Source data:
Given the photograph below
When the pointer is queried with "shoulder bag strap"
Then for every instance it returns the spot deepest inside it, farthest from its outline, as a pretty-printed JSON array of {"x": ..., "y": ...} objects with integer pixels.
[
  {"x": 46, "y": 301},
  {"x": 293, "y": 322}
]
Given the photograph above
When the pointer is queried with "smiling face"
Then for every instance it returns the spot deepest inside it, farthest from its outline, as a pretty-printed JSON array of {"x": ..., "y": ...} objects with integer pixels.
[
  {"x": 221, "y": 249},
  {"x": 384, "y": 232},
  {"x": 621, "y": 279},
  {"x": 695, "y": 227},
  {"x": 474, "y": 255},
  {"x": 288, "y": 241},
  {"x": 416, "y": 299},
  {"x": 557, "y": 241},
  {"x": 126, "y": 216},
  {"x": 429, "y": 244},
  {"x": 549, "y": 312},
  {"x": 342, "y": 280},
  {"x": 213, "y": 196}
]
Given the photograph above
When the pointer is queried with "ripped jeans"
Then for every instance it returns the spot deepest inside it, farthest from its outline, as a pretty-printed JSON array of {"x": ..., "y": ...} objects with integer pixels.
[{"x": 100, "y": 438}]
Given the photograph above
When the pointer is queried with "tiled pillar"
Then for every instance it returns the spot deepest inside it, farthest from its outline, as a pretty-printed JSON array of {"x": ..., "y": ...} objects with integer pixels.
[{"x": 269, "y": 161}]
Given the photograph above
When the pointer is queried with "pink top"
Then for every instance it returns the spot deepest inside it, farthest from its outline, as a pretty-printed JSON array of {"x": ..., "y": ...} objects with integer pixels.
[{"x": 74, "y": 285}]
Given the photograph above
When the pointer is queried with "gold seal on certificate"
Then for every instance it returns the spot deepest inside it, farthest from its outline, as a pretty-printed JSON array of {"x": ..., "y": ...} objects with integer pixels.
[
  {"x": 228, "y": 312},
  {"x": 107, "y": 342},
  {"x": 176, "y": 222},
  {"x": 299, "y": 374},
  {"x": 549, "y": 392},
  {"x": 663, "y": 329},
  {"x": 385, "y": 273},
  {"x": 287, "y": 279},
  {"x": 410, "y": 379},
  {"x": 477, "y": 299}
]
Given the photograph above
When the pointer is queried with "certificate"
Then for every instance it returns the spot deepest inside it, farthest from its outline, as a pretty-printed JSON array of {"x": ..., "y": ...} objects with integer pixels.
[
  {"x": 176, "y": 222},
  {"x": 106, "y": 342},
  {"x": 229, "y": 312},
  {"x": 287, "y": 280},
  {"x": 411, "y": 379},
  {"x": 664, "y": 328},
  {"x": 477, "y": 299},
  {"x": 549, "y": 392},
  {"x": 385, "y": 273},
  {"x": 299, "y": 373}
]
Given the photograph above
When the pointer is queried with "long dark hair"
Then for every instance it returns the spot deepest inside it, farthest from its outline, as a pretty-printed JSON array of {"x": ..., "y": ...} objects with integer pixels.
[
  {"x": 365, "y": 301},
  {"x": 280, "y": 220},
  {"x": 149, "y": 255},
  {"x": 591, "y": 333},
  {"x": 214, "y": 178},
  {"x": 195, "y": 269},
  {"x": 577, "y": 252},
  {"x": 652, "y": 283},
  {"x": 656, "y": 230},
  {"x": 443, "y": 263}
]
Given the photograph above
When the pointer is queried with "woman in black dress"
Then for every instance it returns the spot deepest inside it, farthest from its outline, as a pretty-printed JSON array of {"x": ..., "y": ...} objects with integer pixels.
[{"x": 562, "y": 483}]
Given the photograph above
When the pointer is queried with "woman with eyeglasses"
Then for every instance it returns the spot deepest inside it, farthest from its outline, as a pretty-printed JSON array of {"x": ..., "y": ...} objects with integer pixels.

Activity: Return the material above in full, exactly as written.

Written response:
Given the photograph below
When the pointer is queried with "shoulder bag strap"
Then for every instance it returns the spot deepest inside it, farthest from its outline, as a pretty-printed JSON array of {"x": ..., "y": ...} objects with integer pixels.
[
  {"x": 46, "y": 301},
  {"x": 293, "y": 322}
]
Given the photograph above
When the pointer is queried with "smiling face"
Then for every instance it returns the spot deepest inside it, farthest from its outline, as a pretty-printed JSON array of {"x": ..., "y": ...} objects with integer pixels.
[
  {"x": 221, "y": 249},
  {"x": 384, "y": 232},
  {"x": 621, "y": 279},
  {"x": 695, "y": 227},
  {"x": 474, "y": 255},
  {"x": 288, "y": 241},
  {"x": 416, "y": 299},
  {"x": 557, "y": 241},
  {"x": 126, "y": 216},
  {"x": 429, "y": 244},
  {"x": 549, "y": 312},
  {"x": 342, "y": 280},
  {"x": 213, "y": 196}
]
Given the photograph above
When the pointer is queried with "ripped jeans"
Then for every instance it returns the spot deepest inside it, farthest from its outline, as a pretty-printed JSON array of {"x": ..., "y": ...} objects with integer pixels.
[{"x": 100, "y": 438}]
Given the photograph above
When the pointer is queried with "tiled pillar"
Then for every instance it returns the spot deepest inside it, farthest from its outline, as a pretty-printed JSON array of {"x": ..., "y": ...} objects with integer pixels.
[{"x": 269, "y": 161}]
Given the photograph above
When the pointer is queried with "pink top"
Then for every instance it returns the spot deepest inside it, farthest from its outline, as a pretty-printed JSON array of {"x": ..., "y": ...} objects with integer pixels.
[{"x": 74, "y": 285}]
Given the photograph above
When the pointer is queried with "gold seal on certificate"
Then for every instance it returns the spot deepest inside it, farthest from its outline, as a pretty-printed JSON array of {"x": ..., "y": ...} objects with integer pixels.
[
  {"x": 228, "y": 312},
  {"x": 107, "y": 342},
  {"x": 176, "y": 222},
  {"x": 299, "y": 374},
  {"x": 549, "y": 392},
  {"x": 663, "y": 329},
  {"x": 385, "y": 273},
  {"x": 287, "y": 279},
  {"x": 410, "y": 379},
  {"x": 477, "y": 299}
]
Given the photograph above
When the pointer is queried with "certificate"
Then for every instance it returns the spot deepest inside it, farthest from its outline, as a pretty-printed JSON array of {"x": ..., "y": ...} objects with integer pixels.
[
  {"x": 176, "y": 222},
  {"x": 106, "y": 342},
  {"x": 229, "y": 312},
  {"x": 287, "y": 280},
  {"x": 411, "y": 379},
  {"x": 664, "y": 328},
  {"x": 477, "y": 299},
  {"x": 549, "y": 392},
  {"x": 385, "y": 273},
  {"x": 299, "y": 373}
]
Given the photograph above
When the pointer is queried with "long dark hair"
Then for every instance it returns the spot deepest inside it, farthest from its outline, as a pretty-printed JSON array of {"x": ..., "y": ...} objects with integer pixels.
[
  {"x": 365, "y": 301},
  {"x": 280, "y": 220},
  {"x": 149, "y": 255},
  {"x": 591, "y": 333},
  {"x": 214, "y": 178},
  {"x": 195, "y": 269},
  {"x": 577, "y": 252},
  {"x": 652, "y": 283},
  {"x": 656, "y": 230},
  {"x": 443, "y": 263}
]
Given the photograph above
When the pointer is queried with "woman in black dress"
Then for every instance it returns the spot deepest inside it, farthest from its outline, as a pretty-printed JSON array of {"x": ..., "y": ...} objects with integer pixels.
[{"x": 562, "y": 483}]
Given the photograph above
When the pointer is queried with "woman with eyeglasses"
Then for every instance it returns the spot deepest inside it, farthest from its outline, as a pretty-printed JSON array of {"x": ..., "y": ...} objects with integer pixels.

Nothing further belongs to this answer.